# start of Records shown

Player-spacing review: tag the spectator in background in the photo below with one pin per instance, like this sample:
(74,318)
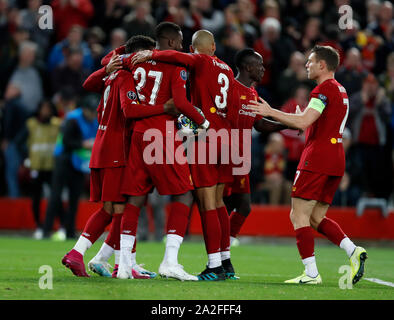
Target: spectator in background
(29,20)
(311,35)
(109,14)
(386,79)
(384,20)
(279,189)
(294,141)
(248,23)
(68,13)
(373,7)
(188,22)
(118,38)
(140,21)
(72,152)
(65,101)
(95,40)
(349,190)
(210,18)
(292,77)
(13,120)
(351,73)
(71,74)
(314,8)
(276,50)
(41,132)
(74,40)
(271,9)
(229,39)
(25,83)
(369,116)
(9,55)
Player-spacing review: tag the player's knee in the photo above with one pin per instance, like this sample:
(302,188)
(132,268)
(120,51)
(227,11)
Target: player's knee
(315,221)
(137,201)
(186,198)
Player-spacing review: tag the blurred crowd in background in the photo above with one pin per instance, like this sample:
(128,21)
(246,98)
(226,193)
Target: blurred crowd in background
(42,71)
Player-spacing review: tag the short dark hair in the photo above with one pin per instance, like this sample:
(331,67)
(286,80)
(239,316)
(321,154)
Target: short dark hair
(139,43)
(166,29)
(328,54)
(242,56)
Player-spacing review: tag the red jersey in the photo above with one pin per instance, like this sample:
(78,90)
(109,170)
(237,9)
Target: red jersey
(323,152)
(245,118)
(212,81)
(156,83)
(111,142)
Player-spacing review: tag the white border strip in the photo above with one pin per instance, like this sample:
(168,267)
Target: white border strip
(385,283)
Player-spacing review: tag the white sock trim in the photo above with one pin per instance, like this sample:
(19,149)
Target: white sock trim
(105,252)
(82,245)
(310,267)
(347,245)
(214,260)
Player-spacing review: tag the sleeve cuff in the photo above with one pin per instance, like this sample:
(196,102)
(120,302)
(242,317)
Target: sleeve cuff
(316,104)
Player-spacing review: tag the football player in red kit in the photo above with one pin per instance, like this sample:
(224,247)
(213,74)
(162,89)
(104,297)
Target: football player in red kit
(212,83)
(322,163)
(155,83)
(108,161)
(237,193)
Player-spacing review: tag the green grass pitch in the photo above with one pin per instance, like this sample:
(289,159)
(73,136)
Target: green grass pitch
(262,269)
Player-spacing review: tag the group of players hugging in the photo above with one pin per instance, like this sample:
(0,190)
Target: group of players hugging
(145,85)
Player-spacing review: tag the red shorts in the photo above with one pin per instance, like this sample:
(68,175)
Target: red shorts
(240,184)
(209,174)
(105,184)
(142,175)
(315,186)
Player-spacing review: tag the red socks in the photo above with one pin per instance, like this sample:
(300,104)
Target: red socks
(224,220)
(129,222)
(113,237)
(211,229)
(331,230)
(236,222)
(96,225)
(305,242)
(178,219)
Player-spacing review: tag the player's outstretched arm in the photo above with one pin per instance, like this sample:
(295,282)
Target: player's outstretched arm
(129,102)
(117,51)
(171,56)
(267,125)
(95,82)
(299,121)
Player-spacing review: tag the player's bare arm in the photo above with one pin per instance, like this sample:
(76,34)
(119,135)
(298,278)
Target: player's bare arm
(114,64)
(299,121)
(141,57)
(267,125)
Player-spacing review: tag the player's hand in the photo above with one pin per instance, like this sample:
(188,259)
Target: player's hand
(298,111)
(141,56)
(260,107)
(114,64)
(169,108)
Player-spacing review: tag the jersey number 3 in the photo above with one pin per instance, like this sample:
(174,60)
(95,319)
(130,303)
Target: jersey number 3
(221,101)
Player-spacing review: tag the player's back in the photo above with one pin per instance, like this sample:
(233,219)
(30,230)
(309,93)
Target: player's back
(323,150)
(154,83)
(110,147)
(212,90)
(246,118)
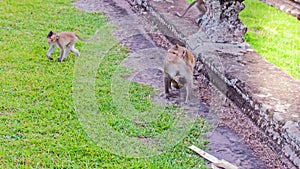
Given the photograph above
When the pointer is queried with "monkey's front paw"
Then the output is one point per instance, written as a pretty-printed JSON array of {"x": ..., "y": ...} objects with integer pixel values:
[{"x": 50, "y": 58}]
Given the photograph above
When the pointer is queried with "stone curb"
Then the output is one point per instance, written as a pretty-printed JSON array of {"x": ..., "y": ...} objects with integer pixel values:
[{"x": 269, "y": 96}]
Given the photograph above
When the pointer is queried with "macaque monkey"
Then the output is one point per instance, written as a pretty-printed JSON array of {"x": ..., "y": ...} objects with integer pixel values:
[
  {"x": 177, "y": 72},
  {"x": 62, "y": 40},
  {"x": 201, "y": 7},
  {"x": 186, "y": 55}
]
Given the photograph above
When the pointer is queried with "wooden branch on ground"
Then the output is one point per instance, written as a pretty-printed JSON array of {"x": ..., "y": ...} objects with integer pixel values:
[{"x": 218, "y": 163}]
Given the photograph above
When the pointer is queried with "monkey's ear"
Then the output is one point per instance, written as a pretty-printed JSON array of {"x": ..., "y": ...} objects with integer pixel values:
[
  {"x": 184, "y": 53},
  {"x": 50, "y": 34}
]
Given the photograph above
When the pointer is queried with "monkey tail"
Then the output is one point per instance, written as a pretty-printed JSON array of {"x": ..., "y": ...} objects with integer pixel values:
[
  {"x": 87, "y": 40},
  {"x": 181, "y": 15}
]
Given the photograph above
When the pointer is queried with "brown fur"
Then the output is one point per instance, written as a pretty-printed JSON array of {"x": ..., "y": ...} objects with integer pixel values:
[
  {"x": 186, "y": 55},
  {"x": 64, "y": 39},
  {"x": 177, "y": 72}
]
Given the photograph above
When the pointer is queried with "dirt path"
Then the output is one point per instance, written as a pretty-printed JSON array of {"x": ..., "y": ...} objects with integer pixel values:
[{"x": 147, "y": 47}]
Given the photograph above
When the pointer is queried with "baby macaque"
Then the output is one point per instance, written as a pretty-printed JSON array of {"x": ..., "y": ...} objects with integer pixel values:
[
  {"x": 62, "y": 40},
  {"x": 186, "y": 55},
  {"x": 177, "y": 72}
]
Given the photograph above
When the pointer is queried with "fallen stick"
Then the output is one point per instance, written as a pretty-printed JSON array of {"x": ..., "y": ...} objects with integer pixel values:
[{"x": 219, "y": 163}]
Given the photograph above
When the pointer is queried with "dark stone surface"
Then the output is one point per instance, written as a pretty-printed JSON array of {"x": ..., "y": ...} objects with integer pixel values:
[{"x": 266, "y": 94}]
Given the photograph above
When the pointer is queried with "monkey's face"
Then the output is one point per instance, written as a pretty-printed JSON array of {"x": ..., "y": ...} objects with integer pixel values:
[
  {"x": 52, "y": 37},
  {"x": 172, "y": 54}
]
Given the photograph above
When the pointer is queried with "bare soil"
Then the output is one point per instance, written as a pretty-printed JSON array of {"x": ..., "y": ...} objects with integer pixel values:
[{"x": 234, "y": 137}]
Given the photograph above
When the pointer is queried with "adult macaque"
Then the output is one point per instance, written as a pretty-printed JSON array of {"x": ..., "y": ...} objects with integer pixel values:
[
  {"x": 177, "y": 72},
  {"x": 186, "y": 55},
  {"x": 200, "y": 6},
  {"x": 65, "y": 41}
]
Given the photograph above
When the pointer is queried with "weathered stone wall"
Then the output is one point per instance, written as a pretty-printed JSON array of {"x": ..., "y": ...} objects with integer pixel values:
[
  {"x": 221, "y": 22},
  {"x": 267, "y": 95}
]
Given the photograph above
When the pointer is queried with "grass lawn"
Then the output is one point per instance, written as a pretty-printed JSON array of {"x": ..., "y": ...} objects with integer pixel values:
[
  {"x": 43, "y": 121},
  {"x": 274, "y": 34}
]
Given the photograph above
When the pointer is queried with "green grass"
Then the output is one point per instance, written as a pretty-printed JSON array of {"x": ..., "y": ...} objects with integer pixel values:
[
  {"x": 40, "y": 127},
  {"x": 274, "y": 34}
]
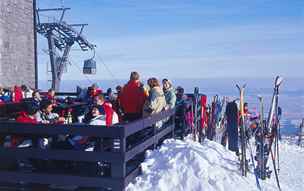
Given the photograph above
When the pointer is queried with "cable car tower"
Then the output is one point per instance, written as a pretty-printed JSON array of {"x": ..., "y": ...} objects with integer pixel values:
[{"x": 61, "y": 37}]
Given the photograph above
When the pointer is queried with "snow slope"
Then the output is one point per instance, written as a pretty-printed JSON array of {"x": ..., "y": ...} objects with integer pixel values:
[{"x": 190, "y": 166}]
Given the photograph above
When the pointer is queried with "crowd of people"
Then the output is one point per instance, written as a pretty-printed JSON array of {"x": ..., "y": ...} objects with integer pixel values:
[{"x": 132, "y": 101}]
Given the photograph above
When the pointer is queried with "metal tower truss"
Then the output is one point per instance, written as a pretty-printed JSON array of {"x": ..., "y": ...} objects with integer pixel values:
[{"x": 61, "y": 37}]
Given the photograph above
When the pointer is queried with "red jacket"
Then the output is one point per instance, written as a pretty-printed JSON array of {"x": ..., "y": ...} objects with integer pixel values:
[
  {"x": 108, "y": 112},
  {"x": 23, "y": 118},
  {"x": 17, "y": 94},
  {"x": 95, "y": 92},
  {"x": 132, "y": 97}
]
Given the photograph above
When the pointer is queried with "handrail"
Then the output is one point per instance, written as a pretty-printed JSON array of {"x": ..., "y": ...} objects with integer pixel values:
[{"x": 121, "y": 173}]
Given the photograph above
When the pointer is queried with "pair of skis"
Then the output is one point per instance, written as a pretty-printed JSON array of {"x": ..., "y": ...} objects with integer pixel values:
[
  {"x": 271, "y": 130},
  {"x": 242, "y": 130}
]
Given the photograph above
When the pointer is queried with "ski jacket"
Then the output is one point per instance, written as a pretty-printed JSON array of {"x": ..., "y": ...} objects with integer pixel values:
[
  {"x": 155, "y": 103},
  {"x": 170, "y": 97},
  {"x": 17, "y": 95},
  {"x": 132, "y": 97},
  {"x": 22, "y": 118}
]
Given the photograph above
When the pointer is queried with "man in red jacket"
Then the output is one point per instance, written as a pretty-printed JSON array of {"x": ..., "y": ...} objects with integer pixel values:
[
  {"x": 27, "y": 116},
  {"x": 132, "y": 98},
  {"x": 111, "y": 115}
]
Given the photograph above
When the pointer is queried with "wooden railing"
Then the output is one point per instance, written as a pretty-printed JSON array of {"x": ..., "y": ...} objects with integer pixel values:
[{"x": 134, "y": 139}]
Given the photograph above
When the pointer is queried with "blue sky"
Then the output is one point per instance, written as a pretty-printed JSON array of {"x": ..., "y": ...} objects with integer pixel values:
[{"x": 188, "y": 39}]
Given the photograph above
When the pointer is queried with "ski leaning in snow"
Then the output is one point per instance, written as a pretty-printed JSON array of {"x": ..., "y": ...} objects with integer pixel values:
[
  {"x": 301, "y": 133},
  {"x": 242, "y": 130},
  {"x": 273, "y": 124}
]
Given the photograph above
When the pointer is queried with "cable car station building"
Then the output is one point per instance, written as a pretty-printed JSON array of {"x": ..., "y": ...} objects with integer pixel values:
[{"x": 17, "y": 43}]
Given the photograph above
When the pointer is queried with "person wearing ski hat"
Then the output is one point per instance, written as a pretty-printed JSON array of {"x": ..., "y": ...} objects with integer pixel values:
[
  {"x": 132, "y": 98},
  {"x": 169, "y": 92},
  {"x": 110, "y": 115},
  {"x": 46, "y": 114},
  {"x": 27, "y": 116},
  {"x": 97, "y": 117}
]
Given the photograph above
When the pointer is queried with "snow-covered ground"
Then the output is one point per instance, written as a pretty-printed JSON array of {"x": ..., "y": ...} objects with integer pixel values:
[{"x": 189, "y": 166}]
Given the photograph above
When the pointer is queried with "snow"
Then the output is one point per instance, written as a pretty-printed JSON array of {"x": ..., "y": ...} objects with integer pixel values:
[{"x": 187, "y": 165}]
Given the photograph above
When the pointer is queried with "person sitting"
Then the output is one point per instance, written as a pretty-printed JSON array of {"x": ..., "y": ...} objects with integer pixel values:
[
  {"x": 17, "y": 94},
  {"x": 156, "y": 101},
  {"x": 26, "y": 116},
  {"x": 95, "y": 91},
  {"x": 26, "y": 91},
  {"x": 36, "y": 98},
  {"x": 132, "y": 98},
  {"x": 169, "y": 92},
  {"x": 51, "y": 96},
  {"x": 46, "y": 115},
  {"x": 110, "y": 114},
  {"x": 5, "y": 95}
]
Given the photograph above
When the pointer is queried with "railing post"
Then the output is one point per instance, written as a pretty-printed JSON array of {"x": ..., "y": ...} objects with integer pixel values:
[
  {"x": 173, "y": 124},
  {"x": 118, "y": 170}
]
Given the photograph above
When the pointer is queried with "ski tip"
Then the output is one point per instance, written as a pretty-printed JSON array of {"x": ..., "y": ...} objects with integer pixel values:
[{"x": 278, "y": 80}]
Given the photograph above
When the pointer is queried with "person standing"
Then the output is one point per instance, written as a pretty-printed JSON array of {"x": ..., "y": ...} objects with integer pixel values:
[
  {"x": 132, "y": 98},
  {"x": 169, "y": 92},
  {"x": 156, "y": 101}
]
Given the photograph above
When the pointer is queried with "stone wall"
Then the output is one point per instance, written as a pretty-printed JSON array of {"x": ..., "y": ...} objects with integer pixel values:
[{"x": 17, "y": 44}]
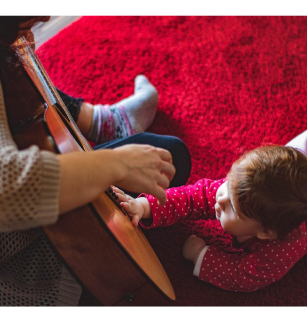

# end of Records shown

■ Exercise goal
State how many lines of the data above contain the string "hair". Give only the number.

■ Full response
2